That's what your call out posts led to. And what they would have led to even if you hadn't met resistance. Wide resistance, even from people who in the past supported you. And who this time first didn't join in your call outs and later even openly spoke up against it. I truly hope those same people will step up in the future to support your victims instead of just condemning you after the damage has already been done.
I'm convinced they'll do it again, sometime in the future they'll find another victim and they'll also find once more people who'll agree with them without checking or by letting themselves be lured in by their twisted tale of it. Even now in their non-apologies (that's not including everyone who apologized, but some of them) they twist around what happened, claiming to be misunderstood or to be the victim. So they, again, clearly didn't learn anything.

## INFORMATION PROVIDED
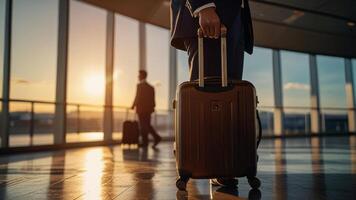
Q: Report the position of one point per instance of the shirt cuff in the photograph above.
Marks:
(196, 11)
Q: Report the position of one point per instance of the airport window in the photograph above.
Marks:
(353, 62)
(126, 65)
(126, 60)
(331, 72)
(34, 49)
(2, 31)
(296, 91)
(157, 63)
(86, 72)
(33, 71)
(258, 70)
(183, 66)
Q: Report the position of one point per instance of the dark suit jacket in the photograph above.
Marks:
(145, 98)
(184, 25)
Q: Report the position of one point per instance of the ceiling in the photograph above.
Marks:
(313, 26)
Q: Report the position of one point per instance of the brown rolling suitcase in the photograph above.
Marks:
(130, 132)
(216, 126)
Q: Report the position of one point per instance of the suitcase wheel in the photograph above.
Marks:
(254, 194)
(181, 183)
(254, 182)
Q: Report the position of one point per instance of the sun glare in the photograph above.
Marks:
(94, 85)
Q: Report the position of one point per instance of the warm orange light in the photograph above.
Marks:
(94, 85)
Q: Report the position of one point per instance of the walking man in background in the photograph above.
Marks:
(145, 104)
(209, 15)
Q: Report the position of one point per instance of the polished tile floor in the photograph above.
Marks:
(289, 169)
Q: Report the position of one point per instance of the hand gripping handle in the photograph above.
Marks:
(223, 57)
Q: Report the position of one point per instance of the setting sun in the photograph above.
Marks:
(94, 85)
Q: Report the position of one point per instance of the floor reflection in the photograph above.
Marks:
(315, 168)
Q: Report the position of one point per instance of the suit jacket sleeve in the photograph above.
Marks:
(195, 4)
(154, 98)
(136, 97)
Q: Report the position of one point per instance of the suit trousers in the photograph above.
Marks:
(146, 127)
(212, 58)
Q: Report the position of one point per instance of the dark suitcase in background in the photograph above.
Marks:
(216, 126)
(130, 132)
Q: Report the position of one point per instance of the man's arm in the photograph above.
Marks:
(209, 21)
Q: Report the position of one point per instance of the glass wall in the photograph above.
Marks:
(157, 48)
(34, 49)
(158, 62)
(33, 70)
(296, 91)
(331, 71)
(2, 31)
(353, 62)
(86, 67)
(183, 66)
(126, 65)
(258, 70)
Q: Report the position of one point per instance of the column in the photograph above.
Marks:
(108, 111)
(142, 46)
(62, 65)
(315, 116)
(4, 132)
(172, 75)
(350, 96)
(278, 93)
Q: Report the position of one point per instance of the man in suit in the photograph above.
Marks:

## QUESTIONS TO ANSWER
A) In the passage about call-out posts, what did some people who had supported the posters in the past do this time?
B) Carry on the passage about call-out posts, beginning right after its final sentence.
The data that comes after the text has no connection to it.

## ANSWERS BY ITEM
A) They first didn't join in the call outs and later openly spoke up against them.

B)
I hope other parts of this fandom will have learned then to step up and support the victim even if that's sometimes a difficult step to take because it will make them a target, too, or make the situation at first worse for the victim. (I felt that way on Monday. That me getting involved would lead to the situation exploding like it did two years ago. I'm doubting this post a little because of the fear of that very thing happening, though I still feel it important to put these thoughts out there. I'm also feeling encouraged by some of the pseudo-apologies to make sure that this situation will not be forgotten. And at this point I hope if it does explode, I'll be the main target of that and not the artist.)
Why am I sure they'll find new victims in the future?
Because this is not the first time they again attacked someone over the past two years. They have targeted their old victims several times, have targeted new people, too. Both on their blogs very openly but also in their victims' comments sometimes anonymously, sometimes not. This is just the first time they found any kind of traction again. I assume because they found a victim completely new to fandom who had at the beginning no backup at all, no fandom friends to turn to for support. I do wonder now if they have found other people like this even before the events of two years ago and successfully driven them away from fandom, celebrating it in their discord server as a victory. Sadly, this also isn't the first group in fandom as a whole to behave like this. There are so many examples practically in every fandom you look at. So even if this particular group by some miracle stops being bullies, others will step into their place. So everyone else of us in fandom needs to be careful and considerate and be ready to take the risk of stepping up.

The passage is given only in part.